PROBLEM TO WORK ON
The lines wanted run from the first one below through the one with "51 128 L 85". Return them exactly.

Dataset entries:
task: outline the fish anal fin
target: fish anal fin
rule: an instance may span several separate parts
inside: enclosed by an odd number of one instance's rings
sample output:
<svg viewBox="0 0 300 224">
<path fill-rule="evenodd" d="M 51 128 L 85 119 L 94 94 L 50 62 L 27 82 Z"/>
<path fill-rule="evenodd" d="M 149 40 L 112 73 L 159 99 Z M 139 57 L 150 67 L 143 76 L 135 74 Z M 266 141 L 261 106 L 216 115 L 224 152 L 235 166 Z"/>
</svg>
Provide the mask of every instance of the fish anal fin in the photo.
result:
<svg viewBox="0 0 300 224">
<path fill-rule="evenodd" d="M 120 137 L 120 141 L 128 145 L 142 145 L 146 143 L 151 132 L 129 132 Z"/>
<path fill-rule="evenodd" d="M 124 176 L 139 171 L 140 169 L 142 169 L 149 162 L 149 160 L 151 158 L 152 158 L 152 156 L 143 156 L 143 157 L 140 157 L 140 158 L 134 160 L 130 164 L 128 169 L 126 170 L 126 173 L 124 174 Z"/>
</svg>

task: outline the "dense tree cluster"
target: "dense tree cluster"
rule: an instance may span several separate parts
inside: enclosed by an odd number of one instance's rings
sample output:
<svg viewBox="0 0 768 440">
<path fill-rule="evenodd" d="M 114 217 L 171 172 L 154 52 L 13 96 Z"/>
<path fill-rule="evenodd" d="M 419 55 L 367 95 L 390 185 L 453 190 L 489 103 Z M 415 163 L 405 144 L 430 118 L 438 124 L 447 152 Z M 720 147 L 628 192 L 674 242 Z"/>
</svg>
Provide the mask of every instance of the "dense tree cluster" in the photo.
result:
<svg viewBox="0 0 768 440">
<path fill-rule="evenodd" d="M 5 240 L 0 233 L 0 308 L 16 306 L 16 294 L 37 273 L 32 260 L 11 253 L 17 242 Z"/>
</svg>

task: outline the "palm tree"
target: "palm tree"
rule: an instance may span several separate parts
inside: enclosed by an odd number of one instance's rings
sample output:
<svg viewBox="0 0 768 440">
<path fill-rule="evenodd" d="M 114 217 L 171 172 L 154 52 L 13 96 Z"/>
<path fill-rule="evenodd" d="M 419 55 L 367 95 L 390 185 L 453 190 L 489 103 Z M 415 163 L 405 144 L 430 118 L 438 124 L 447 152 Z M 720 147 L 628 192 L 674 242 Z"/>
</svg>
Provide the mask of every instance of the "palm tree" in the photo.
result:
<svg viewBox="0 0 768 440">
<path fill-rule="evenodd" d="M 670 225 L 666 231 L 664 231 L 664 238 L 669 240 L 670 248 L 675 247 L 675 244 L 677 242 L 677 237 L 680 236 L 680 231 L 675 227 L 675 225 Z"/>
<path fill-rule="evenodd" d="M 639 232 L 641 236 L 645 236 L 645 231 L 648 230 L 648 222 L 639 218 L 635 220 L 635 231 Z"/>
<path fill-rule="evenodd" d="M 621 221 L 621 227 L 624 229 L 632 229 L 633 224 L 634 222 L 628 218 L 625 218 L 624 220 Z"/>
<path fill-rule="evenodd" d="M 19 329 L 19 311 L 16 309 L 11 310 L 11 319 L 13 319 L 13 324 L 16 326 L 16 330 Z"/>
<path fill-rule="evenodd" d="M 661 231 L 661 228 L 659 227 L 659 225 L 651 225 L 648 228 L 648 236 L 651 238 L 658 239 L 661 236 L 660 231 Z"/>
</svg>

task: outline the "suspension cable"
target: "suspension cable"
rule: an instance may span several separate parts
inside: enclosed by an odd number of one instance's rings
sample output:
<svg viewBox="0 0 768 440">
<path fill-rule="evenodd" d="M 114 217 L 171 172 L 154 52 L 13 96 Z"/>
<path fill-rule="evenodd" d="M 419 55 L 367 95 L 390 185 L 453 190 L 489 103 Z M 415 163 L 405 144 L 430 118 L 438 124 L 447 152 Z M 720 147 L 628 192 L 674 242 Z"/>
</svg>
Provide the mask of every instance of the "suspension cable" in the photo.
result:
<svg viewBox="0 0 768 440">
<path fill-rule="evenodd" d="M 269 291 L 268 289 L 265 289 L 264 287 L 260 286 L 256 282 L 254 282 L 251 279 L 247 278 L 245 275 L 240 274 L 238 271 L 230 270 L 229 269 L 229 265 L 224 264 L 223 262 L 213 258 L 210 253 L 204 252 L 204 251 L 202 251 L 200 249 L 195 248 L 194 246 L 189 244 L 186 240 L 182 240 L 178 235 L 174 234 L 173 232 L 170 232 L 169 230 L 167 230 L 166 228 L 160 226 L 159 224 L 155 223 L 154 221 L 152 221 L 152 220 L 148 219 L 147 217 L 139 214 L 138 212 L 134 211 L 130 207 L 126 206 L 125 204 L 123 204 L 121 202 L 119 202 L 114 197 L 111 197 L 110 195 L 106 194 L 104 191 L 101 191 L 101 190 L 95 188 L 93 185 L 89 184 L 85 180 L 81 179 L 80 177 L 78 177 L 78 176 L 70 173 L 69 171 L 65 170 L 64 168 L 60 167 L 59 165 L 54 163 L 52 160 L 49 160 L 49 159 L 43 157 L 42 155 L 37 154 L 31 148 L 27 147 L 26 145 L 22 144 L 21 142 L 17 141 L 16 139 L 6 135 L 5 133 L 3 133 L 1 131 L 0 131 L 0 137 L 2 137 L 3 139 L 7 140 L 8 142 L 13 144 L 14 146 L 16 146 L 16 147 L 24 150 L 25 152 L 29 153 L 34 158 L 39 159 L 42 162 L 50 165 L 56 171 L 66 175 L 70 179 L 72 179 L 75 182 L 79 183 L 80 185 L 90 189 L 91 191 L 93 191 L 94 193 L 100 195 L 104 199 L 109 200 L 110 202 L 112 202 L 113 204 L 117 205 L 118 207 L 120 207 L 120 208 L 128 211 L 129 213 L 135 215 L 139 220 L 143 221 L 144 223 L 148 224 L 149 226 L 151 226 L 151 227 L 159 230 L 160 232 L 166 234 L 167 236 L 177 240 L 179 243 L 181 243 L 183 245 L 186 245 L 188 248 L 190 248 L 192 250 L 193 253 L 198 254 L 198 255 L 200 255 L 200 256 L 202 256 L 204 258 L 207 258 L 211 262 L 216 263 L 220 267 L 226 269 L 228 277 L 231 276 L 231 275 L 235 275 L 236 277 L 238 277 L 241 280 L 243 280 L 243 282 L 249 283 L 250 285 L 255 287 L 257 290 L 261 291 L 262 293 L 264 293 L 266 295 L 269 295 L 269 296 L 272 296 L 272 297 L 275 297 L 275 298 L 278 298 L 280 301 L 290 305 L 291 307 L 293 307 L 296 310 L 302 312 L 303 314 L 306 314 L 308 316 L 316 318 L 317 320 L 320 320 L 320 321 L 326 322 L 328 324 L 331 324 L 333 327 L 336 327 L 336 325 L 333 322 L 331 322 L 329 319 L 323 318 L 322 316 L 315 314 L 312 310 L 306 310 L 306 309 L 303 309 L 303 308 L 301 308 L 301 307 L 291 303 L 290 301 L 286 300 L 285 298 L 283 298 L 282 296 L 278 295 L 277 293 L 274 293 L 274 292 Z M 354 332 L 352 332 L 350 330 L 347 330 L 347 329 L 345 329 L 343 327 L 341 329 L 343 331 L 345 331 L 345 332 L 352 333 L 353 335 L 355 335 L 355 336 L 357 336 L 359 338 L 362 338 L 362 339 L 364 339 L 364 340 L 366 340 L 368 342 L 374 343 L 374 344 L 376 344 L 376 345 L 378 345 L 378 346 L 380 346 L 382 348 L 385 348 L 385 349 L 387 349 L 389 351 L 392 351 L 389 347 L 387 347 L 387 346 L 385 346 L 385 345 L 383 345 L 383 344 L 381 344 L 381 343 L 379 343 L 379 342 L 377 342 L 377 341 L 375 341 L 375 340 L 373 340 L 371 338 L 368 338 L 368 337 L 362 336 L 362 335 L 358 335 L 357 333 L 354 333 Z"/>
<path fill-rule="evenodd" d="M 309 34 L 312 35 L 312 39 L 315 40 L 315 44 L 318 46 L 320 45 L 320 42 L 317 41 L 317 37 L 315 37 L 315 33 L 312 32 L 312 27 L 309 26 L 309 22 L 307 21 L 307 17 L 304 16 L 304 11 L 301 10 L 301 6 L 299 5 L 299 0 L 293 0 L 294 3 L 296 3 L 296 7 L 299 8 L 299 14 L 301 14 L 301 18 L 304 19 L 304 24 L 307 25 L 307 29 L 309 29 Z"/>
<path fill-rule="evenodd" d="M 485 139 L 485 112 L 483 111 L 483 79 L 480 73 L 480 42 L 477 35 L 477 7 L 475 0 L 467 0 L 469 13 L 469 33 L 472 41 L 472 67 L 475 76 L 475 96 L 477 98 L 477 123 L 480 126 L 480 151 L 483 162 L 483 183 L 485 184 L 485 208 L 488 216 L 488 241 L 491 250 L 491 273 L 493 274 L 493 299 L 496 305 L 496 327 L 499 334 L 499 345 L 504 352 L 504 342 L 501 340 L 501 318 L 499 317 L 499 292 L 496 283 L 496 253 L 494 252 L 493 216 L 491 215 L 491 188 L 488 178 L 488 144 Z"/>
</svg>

TASK RESULT
task: outline the fish anal fin
target: fish anal fin
rule: an instance may span several separate parts
inside: enclosed by an odd number of one instance's rings
sample output:
<svg viewBox="0 0 300 224">
<path fill-rule="evenodd" d="M 51 128 L 85 119 L 94 94 L 50 62 L 27 82 Z"/>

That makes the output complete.